Beginning with the line that holds "0H173L191 34L220 11L205" in the data below, give again every line through the one that holds "positive clicks: (504, 71) (305, 118)", exactly as written.

*** Opening Data ***

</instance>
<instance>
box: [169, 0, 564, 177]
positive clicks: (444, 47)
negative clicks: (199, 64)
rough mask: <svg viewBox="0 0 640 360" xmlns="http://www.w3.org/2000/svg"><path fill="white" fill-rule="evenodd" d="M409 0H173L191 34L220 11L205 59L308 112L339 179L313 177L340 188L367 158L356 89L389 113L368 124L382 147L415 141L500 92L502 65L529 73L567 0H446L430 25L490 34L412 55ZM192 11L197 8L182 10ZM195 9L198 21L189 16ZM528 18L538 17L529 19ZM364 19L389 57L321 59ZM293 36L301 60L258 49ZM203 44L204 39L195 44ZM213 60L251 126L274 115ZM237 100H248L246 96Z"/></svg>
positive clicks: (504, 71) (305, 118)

*** Closing Data ***
*** Opening Data ***

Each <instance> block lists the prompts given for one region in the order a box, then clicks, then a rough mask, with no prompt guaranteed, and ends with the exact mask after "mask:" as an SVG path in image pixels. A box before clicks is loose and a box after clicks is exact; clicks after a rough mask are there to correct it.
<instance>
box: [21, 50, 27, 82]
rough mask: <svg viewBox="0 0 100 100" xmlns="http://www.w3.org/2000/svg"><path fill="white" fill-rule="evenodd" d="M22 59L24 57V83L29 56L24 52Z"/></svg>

*** Closing Data ***

* Solution for this task:
rough mask: <svg viewBox="0 0 640 360" xmlns="http://www.w3.org/2000/svg"><path fill="white" fill-rule="evenodd" d="M409 0H173L191 34L220 11L205 59L308 112L339 179L313 177L340 188L367 158L356 89L389 113L368 124L382 147L415 141L500 92L502 65L529 73L567 0H446L430 25L490 34L412 55ZM192 11L197 8L182 10ZM195 9L198 21L189 16ZM528 18L538 17L529 19ZM364 19L389 57L321 59ZM293 36L301 60L258 49ZM203 44L204 39L195 44ZM213 60L251 126L274 115ZM237 100H248L246 96Z"/></svg>
positive clicks: (504, 71) (305, 118)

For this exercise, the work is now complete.